• [ASSIGNMENT]: Reproduce word for word the stretch of the news excerpt on the Brussels attacks from "The prosecutor also gave" through "November Paris attacks.".

[EXCERPT]

The prosecutor also announced that the so-called “man in the hat” Mohamed Abrini had been charged with “terrorist murders” over the attacks in Brussels last month.
Suicide bombers claimed 32 lives when they blew themselves up at Brussels airport and at a metro station on March 22 but left a trail for police leading directly to the November Paris attacks which killed 130 people.
“Numerous elements in the investigation have shown that the terrorist group initially had the intention to strike in France again,” the Belgian federal prosecutor’s office said in a statement.
“Surprised by the speed of the progress in the ongoing investigation, they urgently took the decision to strike in Brussels.”
The prosecutor gave no further details but the Brussels onslaught followed the March 18 arrest of top Paris attacks suspect Salah Abdeslam after four months on the run.
The prosecutor also gave no details of the planned attack in France but late last month, French police arrested Reda Kriket near Paris, finding weapons and explosives in a flat he had used to suggest he was planning an attack of “extreme violence.”
Belgium has arrested two suspects, identified as Abderrahmane A. and Rabah M, in connection with the Kriket case and on Thursday both were remanded in custody, along with three other suspects held in connection with the November Paris attacks.
Shortly after Kriket’s arrest, French prosecutor Francois Molins had said that “while no specific target has been identified, nonetheless everything leads us to believe that the discovery of this cache (of weapons) has allowed us to prevent an action of extreme violence by a terrorist network,” AFP reported.

[/EXCERPT]
[ENTRIES PROVIDED]

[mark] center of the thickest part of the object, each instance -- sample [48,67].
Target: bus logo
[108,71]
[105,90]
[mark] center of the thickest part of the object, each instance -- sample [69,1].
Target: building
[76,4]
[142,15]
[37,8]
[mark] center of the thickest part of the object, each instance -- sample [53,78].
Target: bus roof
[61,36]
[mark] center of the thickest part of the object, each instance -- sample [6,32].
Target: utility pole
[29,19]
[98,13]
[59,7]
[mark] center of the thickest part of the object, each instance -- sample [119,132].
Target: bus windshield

[/ENTRIES PROVIDED]
[ENTRIES PROVIDED]

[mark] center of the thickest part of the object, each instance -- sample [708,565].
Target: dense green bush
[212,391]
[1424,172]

[/ENTRIES PROVIDED]
[ENTRIES PROVIDED]

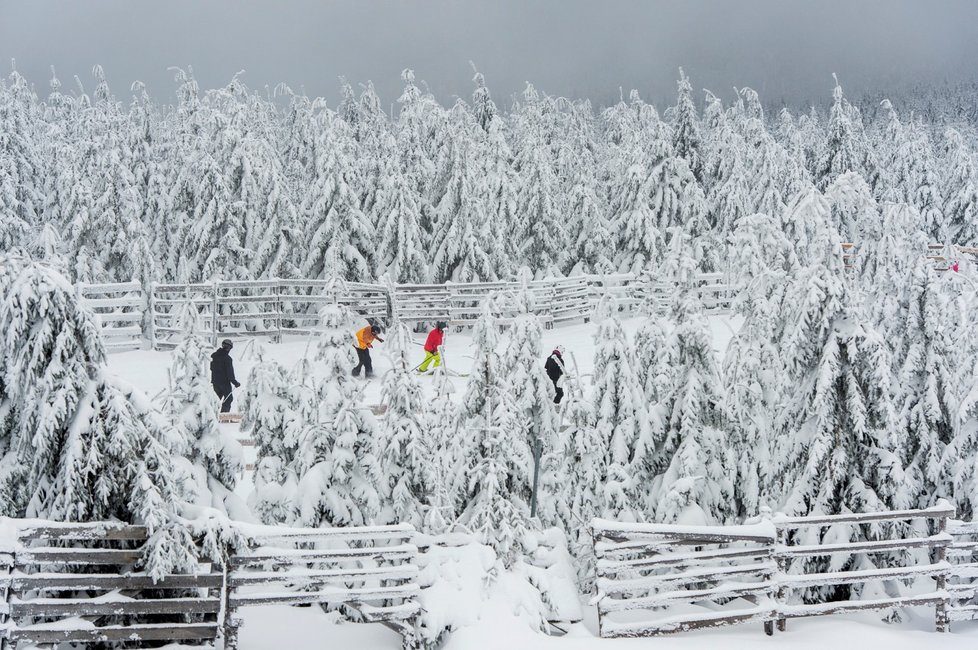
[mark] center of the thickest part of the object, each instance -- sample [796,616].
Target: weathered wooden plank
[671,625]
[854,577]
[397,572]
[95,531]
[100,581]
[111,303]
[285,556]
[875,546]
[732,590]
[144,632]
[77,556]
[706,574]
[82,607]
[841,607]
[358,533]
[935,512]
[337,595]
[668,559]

[/ENTRIES PROVIDED]

• [EXPECTED ANSWER]:
The prosecutor also gave no details of the planned attack in France but late last month, French police arrested Reda Kriket near Paris, finding weapons and explosives in a flat he had used to suggest he was planning an attack of “extreme violence.”
Belgium has arrested two suspects, identified as Abderrahmane A. and Rabah M, in connection with the Kriket case and on Thursday both were remanded in custody, along with three other suspects held in connection with the November Paris attacks.